▶ Goals:
1) Say whether each statement agrees with the gdptools tutorial, answering yes or no and quoting the words of the tutorial that decide it: (a) The source polygons are given the EPSG:3857 coordinate reference system. (b) WeightGenP2P is set up to use parallel processing. (c) The target polygon has the identifier 100.
2) Write out the gdptools tutorial again, starting with "weights = weight_gen.calculate_weights()" and going on through "weights['source_id'] = weights['source_id'].astype(str)", substituting "Computed weights" for "Calculated weights".
----- Selection
Create conda/mamba environment.#
Download environment-examples.yml
To create the conda environment follow the steps below:
conda env create -f environment-examples.yml
conda activate gdptools-examples
jupyter lab
2 Import Libraries and Create Sample Data#
import geopandas as gpd
import matplotlib.pyplot as plt
from shapely.geometry import Polygon
from gdptools import WeightGenP2P # Adjust import if needed
# Define sample source polygons with an intensive variable (temperature)
# and an extensive variable (population).
source_polys = gpd.GeoDataFrame({
'source_id': [1, 2],
'temp': [10.0, 20.0], # Intensive variable (e.g., temperature in °C)
'population': [100, 200], # Extensive variable (e.g., total population)
'geometry': [
Polygon([(0, 0), (1, 0), (1, 2), (0, 2)]), # Source polygon 1
Polygon([(1, 0), (2, 0), (2, 2), (1, 2)]) # Source polygon 2
]
}, crs="EPSG:3857")
# Define a target polygon that overlaps both source polygons.
target_polys = gpd.GeoDataFrame({
'target_id': [100],
'geometry': [
Polygon([(0.5, 0.5), (1.5, 0.5), (1.5, 1.5), (0.5, 1.5)]) # Target polygon
]
}, crs="EPSG:3857")
2. Visualize the Source and Target Polygons#
# Create side-by-side plots to visualize both the population and temperature distribution
fig, axes = plt.subplots(1, 2, figsize=(10, 5))
# Plot population on the left panel
source_polys.plot(column='population', ax=axes[0],
legend=True, cmap='Blues', edgecolor='black')
target_polys.boundary.plot(ax=axes[0], color='red', linewidth=2)
axes[0].set_title('Source Polygons: Population')
axes[0].set_axis_off()
# Plot temperature on the right panel
source_polys.plot(column='temp', ax=axes[1],
legend=True, cmap='OrRd', edgecolor='black')
target_polys.boundary.plot(ax=axes[1], color='red', linewidth=2)
axes[1].set_title('Source Polygons: Temperature')
axes[1].set_axis_off()
plt.tight_layout()
plt.show()
3. Compute Intersections Weights with WeightGenP2P#
# Initialize WeightGenP2P to calculate the area-intersection weights between target and source polygons.
weight_gen = WeightGenP2P(
target_poly=target_polys,
target_poly_idx="target_id",
source_poly=source_polys,
source_poly_idx="source_id",
method="serial", # Use serial processing for this demo
weight_gen_crs=5070, # Equal-area crs value
output_file='int_ext_weights.csv', # Save output if desired, or set to None
jobs=4
)
weights = weight_gen.calculate_weights()
print("Calculated weights:")
weights
Calculated weights:
| source_id | target_id | source_id_area | target_id_area | area_weight | normalized_area_weight | |
|---|---|---|---|---|---|---|
| 0 | 1 | 100 | 1.986611 | 0.993306 | 0.496653 | 0.5 |
| 1 | 2 | 100 | 1.986611 | 0.993306 | 0.496653 | 0.5 |
4. Merge Source Attributes with Weights#
# To complete merge we need to cast `source_id` as str in both datasets
weights['source_id'] = weights['source_id'].astype(str)
source_polys['source_id'] = source_polys['source_id'].astype(str)
----------
----- Source excerpt
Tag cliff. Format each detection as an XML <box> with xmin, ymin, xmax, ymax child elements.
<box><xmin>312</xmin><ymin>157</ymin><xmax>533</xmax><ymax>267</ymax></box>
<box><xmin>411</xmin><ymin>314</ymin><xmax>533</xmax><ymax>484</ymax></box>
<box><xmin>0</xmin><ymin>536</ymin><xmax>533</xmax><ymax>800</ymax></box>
----------
▶ Results of the tasks:
1)
(a) Yes: crs="EPSG:3857"
(b) No: method="serial", # Use serial processing for this demo
(c) Yes: 'target_id': [100]

2)
weights = weight_gen.calculate_weights()
print("Computed weights:")
weights
Computed weights:
| source_id | target_id | source_id_area | target_id_area | area_weight | normalized_area_weight | |
|---|---|---|---|---|---|---|
| 0 | 1 | 100 | 1.986611 | 0.993306 | 0.496653 | 0.5 |
| 1 | 2 | 100 | 1.986611 | 0.993306 | 0.496653 | 0.5 |
4. Merge Source Attributes with Weights#
# To complete merge we need to cast `source_id` as str in both datasets
weights['source_id'] = weights['source_id'].astype(str)